[Annotated coordinate rows]
* * * * * * * * *

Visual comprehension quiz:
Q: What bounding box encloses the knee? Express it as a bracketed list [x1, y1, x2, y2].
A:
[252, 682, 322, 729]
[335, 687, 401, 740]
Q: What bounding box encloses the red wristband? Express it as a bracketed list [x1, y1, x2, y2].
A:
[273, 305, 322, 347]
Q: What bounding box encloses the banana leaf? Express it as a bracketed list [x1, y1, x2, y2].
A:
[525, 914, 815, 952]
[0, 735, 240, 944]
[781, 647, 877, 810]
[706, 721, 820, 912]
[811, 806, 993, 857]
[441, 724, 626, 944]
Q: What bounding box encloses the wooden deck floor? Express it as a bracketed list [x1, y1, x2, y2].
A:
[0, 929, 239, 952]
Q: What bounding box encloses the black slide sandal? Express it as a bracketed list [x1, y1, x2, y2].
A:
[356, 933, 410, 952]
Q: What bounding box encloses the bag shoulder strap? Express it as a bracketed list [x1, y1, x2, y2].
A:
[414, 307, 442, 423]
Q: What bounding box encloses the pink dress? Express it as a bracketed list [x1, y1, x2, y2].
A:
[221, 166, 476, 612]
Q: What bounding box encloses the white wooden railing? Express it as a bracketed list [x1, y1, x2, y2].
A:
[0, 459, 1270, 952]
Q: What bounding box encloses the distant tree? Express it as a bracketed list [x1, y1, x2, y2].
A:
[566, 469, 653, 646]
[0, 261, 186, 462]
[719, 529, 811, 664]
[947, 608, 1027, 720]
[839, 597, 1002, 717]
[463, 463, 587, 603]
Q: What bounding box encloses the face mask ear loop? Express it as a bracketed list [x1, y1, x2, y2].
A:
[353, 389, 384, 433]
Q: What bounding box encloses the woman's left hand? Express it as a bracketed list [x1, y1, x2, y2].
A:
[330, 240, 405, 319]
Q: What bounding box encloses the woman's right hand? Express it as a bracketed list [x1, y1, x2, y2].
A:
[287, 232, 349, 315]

* * * * * * * * *

• _Short exercise_
Please duplicate every row above without changing a single character.

• _Answer to this task_
Visual comprehension quiz:
Q: What bounding box encloses the knee? Express it as a bracketed list [x1, y1, x2, y2].
A:
[252, 682, 322, 729]
[335, 687, 401, 740]
Q: What bounding box encloses the red wristband? Express it as a bracketed list [x1, y1, x2, y2].
A:
[273, 305, 322, 347]
Q: What bounding box encloses the banana leaf? Express it as a bracketed list [x1, y1, x2, y2].
A:
[525, 914, 815, 952]
[0, 735, 240, 944]
[781, 647, 877, 810]
[706, 721, 820, 912]
[811, 806, 993, 857]
[441, 724, 626, 944]
Q: What bounding box encloses the wooden deck floor? Express it as a bracketed list [x1, y1, x2, y2].
A:
[0, 929, 239, 952]
Q: What bounding box encloses the black slide sandal? Express it as a bracketed list [x1, y1, x2, y2].
A:
[356, 933, 410, 952]
Q: What bounding box encloses the bag shoulder strap? Express it as a bracketed list [x1, y1, x2, y2].
A:
[414, 307, 442, 423]
Q: What bounding box encloses the pink dress? Express it as a bracketed list [x1, y1, x2, y2].
A:
[221, 166, 476, 612]
Q: What bounding box encloses the white wooden railing? Express it as a bracketed list [x1, y1, x2, y2].
A:
[0, 459, 1270, 952]
Q: What bounding box encloses the distant tree? Express it as a bracketed list [x1, y1, x2, y2].
A:
[566, 469, 653, 646]
[0, 261, 186, 462]
[719, 529, 811, 664]
[947, 608, 1027, 720]
[839, 597, 1002, 717]
[463, 463, 587, 603]
Q: What bounding box encloses the face mask ear loop? Express it as a bracketed list [x1, y1, x2, y2].
A:
[353, 389, 384, 433]
Q: What bounding box encloses the woman's left hand? Express it as a bracketed list [x1, y1, x2, y2].
A:
[330, 240, 405, 319]
Q: What bounding box encloses the woman's right hand? Express it as a bracketed list [x1, y1, x2, y2].
A:
[287, 232, 349, 315]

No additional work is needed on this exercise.